= Records provided =
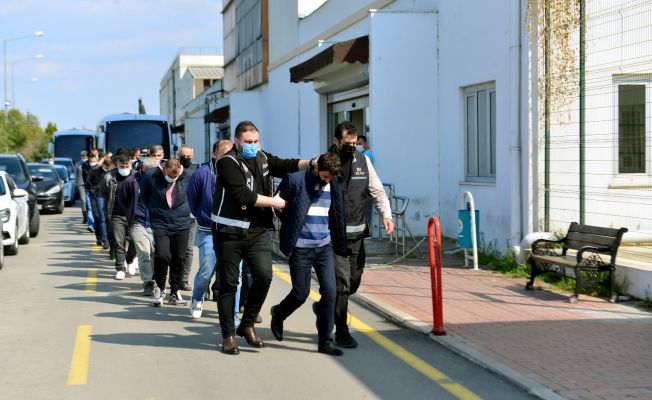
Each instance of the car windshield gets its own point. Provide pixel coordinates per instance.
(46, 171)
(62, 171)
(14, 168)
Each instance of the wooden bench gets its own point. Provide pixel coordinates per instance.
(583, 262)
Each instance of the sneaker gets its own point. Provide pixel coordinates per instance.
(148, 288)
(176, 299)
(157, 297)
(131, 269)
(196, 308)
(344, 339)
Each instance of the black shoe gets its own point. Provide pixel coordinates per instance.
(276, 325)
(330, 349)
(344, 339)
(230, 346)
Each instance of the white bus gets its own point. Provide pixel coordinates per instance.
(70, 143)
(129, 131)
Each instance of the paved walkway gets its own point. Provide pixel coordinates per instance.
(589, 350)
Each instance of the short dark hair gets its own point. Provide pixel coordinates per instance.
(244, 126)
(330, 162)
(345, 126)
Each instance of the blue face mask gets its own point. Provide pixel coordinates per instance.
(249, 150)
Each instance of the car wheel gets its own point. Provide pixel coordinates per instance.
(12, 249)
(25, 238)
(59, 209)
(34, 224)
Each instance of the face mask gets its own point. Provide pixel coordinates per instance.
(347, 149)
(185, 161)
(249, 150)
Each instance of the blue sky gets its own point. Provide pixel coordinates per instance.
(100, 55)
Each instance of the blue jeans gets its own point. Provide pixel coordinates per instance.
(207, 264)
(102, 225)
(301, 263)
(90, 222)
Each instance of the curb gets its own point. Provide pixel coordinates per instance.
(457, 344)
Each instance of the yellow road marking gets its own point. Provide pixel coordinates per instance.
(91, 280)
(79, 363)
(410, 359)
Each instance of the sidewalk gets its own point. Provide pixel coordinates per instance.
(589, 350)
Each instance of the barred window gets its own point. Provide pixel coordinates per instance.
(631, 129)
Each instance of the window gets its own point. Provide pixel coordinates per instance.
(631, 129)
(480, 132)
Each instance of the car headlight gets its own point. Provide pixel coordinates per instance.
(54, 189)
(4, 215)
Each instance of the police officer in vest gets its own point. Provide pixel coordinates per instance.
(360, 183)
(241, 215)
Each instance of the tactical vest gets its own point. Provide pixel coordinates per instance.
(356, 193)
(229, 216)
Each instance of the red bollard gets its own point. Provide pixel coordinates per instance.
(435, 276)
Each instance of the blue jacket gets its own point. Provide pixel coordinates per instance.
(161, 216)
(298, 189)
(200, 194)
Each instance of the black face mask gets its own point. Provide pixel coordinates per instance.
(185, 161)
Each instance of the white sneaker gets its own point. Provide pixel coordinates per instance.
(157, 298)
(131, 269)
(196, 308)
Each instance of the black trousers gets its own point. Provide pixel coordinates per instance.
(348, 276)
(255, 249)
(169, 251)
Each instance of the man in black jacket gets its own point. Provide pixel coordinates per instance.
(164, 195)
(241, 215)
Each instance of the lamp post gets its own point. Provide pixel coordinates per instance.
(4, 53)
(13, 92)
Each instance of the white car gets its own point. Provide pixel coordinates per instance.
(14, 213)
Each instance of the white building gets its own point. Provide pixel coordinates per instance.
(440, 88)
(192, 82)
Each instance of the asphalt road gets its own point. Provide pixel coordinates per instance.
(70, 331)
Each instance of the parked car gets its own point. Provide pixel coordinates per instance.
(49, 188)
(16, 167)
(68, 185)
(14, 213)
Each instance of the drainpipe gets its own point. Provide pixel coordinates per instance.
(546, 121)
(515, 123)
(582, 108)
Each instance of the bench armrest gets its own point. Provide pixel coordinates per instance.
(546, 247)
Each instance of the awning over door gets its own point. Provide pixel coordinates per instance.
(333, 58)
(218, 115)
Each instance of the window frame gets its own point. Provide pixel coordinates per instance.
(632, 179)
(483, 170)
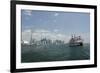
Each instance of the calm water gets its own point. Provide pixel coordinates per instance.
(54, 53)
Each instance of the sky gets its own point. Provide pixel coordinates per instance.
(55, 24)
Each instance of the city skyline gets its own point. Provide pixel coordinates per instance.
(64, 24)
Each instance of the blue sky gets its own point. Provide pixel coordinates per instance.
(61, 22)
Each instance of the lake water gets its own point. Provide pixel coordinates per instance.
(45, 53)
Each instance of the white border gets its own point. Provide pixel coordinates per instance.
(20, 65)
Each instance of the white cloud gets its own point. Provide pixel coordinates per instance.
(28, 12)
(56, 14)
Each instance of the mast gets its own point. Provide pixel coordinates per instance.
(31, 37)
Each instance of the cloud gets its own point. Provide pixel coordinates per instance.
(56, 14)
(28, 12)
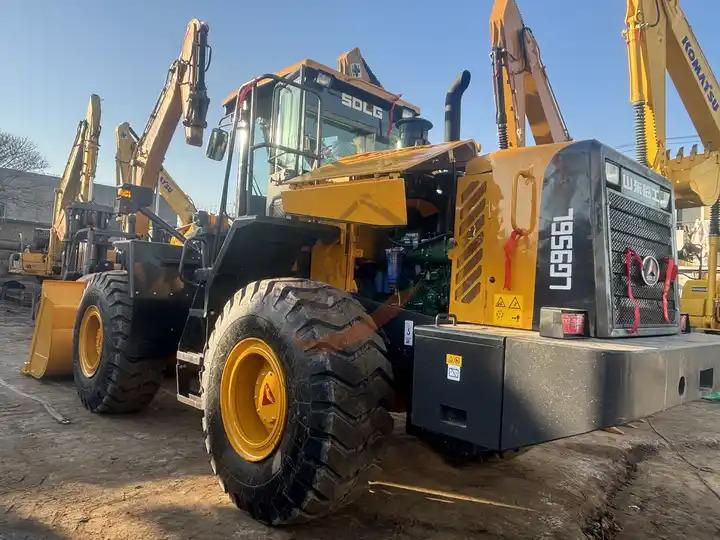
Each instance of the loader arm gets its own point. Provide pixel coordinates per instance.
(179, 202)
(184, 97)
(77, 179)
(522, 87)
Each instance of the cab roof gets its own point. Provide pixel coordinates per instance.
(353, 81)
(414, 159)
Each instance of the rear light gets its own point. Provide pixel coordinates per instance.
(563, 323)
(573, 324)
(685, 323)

--

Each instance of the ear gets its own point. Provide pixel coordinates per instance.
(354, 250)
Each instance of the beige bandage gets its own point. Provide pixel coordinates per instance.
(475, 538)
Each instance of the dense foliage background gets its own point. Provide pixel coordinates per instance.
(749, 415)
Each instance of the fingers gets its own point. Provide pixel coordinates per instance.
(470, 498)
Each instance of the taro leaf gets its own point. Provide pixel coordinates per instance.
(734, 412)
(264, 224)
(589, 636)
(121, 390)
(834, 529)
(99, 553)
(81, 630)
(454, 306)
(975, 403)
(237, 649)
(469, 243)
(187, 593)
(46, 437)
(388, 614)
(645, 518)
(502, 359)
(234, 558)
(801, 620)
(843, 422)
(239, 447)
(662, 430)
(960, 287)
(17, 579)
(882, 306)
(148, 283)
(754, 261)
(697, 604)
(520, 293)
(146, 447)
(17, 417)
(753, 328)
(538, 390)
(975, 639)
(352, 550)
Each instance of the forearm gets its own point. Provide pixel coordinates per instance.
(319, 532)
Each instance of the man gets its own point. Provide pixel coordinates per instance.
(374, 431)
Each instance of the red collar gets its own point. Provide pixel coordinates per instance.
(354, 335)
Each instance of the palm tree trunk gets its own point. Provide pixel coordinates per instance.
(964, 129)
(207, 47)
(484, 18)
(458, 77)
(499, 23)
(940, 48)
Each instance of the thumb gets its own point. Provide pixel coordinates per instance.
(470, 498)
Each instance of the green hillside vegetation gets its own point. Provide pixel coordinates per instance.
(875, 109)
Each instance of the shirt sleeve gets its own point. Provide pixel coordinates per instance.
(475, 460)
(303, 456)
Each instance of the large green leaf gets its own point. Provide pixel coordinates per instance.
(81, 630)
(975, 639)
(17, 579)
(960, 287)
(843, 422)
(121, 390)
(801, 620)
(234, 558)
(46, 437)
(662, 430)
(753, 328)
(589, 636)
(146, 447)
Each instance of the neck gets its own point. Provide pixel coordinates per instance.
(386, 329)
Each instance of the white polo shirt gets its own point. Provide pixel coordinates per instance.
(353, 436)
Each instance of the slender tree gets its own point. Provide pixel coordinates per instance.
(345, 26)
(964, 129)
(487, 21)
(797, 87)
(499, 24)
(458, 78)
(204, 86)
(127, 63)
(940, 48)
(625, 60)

==

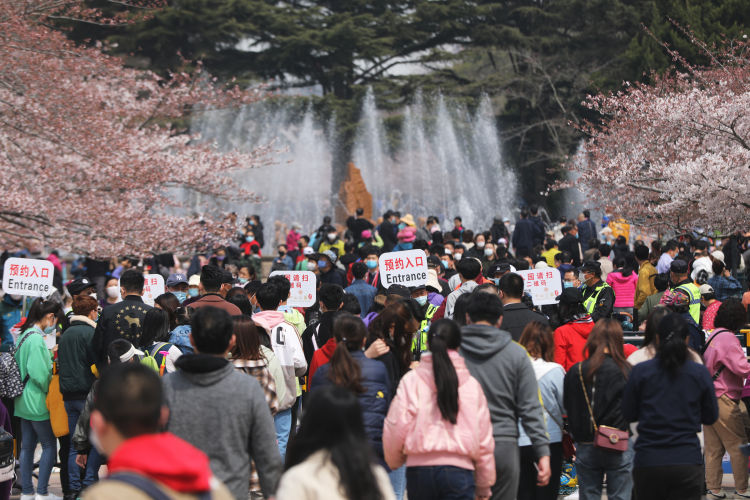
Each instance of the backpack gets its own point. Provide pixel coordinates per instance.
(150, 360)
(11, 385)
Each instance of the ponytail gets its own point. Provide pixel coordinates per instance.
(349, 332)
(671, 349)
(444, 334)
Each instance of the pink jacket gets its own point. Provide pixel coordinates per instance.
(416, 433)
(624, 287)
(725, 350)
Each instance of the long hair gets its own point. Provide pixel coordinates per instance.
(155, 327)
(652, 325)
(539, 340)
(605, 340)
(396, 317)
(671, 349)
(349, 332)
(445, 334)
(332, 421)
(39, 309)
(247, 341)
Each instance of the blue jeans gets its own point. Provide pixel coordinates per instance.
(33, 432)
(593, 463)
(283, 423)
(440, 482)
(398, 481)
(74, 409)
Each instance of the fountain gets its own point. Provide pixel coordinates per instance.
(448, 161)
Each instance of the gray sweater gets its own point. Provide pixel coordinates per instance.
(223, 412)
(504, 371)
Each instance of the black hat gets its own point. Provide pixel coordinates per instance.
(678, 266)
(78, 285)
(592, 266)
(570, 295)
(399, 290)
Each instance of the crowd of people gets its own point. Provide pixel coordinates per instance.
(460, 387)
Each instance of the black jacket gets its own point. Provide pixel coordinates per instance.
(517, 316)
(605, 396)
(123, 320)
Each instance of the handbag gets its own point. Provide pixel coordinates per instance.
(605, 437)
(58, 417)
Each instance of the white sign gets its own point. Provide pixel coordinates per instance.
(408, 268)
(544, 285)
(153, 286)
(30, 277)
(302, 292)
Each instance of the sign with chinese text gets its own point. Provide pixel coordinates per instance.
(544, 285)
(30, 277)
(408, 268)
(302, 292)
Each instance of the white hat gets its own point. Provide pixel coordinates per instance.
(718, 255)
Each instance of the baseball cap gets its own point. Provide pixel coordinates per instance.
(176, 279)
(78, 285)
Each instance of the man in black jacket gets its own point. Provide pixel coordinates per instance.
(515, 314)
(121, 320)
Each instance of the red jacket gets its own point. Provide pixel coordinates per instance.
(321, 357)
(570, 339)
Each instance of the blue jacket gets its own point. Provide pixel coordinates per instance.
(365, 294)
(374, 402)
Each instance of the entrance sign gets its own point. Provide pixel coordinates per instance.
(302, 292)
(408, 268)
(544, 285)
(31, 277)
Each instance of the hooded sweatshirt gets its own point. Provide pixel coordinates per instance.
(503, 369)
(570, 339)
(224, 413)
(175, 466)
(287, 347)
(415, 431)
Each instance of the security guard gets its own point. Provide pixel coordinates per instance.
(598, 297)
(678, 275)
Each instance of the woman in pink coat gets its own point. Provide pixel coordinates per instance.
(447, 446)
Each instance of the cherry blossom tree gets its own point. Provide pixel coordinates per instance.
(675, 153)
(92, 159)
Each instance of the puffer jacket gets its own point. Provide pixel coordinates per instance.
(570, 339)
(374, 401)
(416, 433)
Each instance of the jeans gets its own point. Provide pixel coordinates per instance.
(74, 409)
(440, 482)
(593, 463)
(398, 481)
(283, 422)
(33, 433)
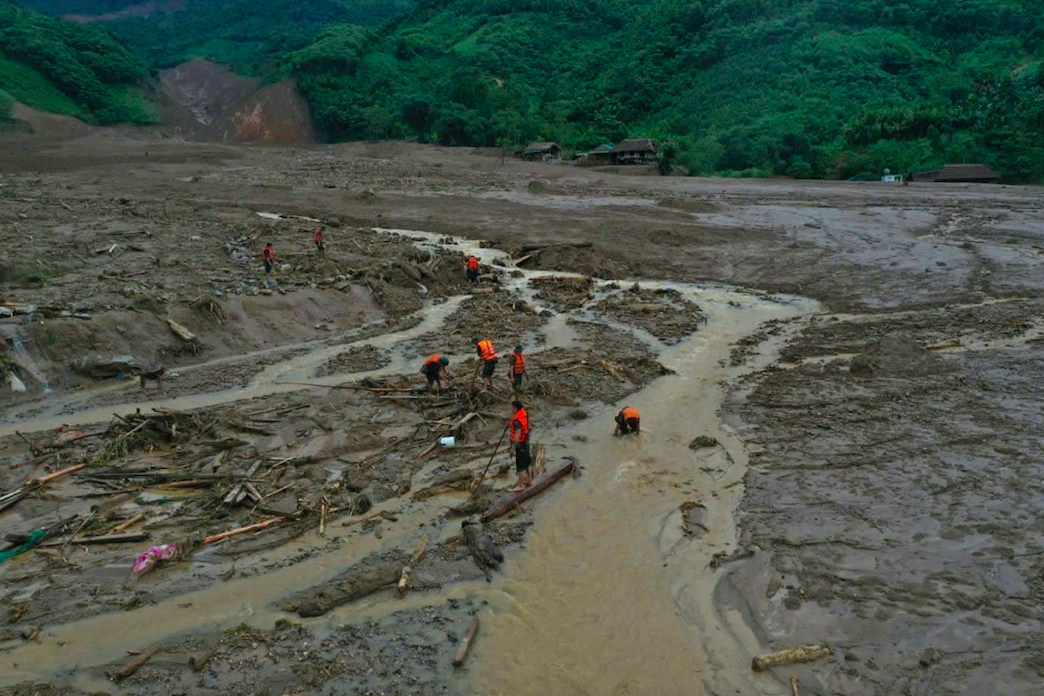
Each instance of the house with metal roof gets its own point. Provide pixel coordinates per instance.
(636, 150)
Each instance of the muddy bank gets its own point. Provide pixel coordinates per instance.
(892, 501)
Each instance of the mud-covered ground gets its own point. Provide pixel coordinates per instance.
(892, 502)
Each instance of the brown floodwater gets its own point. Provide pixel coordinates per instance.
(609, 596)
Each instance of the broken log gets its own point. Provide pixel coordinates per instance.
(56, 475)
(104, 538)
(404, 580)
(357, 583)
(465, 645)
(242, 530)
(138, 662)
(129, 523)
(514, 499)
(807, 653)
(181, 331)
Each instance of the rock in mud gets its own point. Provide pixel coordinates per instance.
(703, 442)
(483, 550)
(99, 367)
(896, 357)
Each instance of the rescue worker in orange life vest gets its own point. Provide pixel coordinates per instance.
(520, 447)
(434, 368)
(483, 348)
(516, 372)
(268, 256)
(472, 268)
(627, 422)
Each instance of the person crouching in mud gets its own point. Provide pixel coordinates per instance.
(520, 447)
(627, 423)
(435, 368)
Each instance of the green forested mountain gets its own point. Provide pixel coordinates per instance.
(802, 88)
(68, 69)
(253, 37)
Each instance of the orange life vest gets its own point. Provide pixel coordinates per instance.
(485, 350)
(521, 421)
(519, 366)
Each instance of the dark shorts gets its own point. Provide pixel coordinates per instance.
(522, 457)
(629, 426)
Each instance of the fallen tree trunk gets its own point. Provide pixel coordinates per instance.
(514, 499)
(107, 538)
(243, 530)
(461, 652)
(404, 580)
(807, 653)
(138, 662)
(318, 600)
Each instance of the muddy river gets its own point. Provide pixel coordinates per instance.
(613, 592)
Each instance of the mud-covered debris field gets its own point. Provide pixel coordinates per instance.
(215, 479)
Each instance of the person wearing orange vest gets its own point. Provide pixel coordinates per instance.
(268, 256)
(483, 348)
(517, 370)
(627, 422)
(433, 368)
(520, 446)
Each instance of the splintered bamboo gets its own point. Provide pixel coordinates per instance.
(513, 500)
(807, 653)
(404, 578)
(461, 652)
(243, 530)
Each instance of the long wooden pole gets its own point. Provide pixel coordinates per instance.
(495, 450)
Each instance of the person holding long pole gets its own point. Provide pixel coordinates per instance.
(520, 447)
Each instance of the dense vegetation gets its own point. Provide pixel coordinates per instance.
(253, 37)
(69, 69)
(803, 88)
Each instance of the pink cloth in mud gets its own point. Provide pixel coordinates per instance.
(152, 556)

= Exercise aim =
Which lines in the records above contain the word "cloud" with matching capitalization? Find each one and copy it out in full.

= Output for this task =
Each instance of the white cloud gets its own point. Provide pixel coordinates per instance.
Each instance of the cloud gets its own point. Provide pixel coordinates per instance.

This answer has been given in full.